■ **Stated problem**
Give the material below as a two-column CSV with the header instruction,output. Put each text and its answer on one row, with each value in a single quoted field and any line breaks replaced by spaces.

>> BEGIN Entries shown

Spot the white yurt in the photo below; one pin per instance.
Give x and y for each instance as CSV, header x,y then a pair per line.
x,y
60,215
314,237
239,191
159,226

>> END Entries shown

■ **Answer for the task**
instruction,output
"Spot the white yurt in the photo below; one pin per instance. Give x and y for each instance as CSV, header x,y then a pair per line.","x,y 60,215 314,237 239,191 159,226"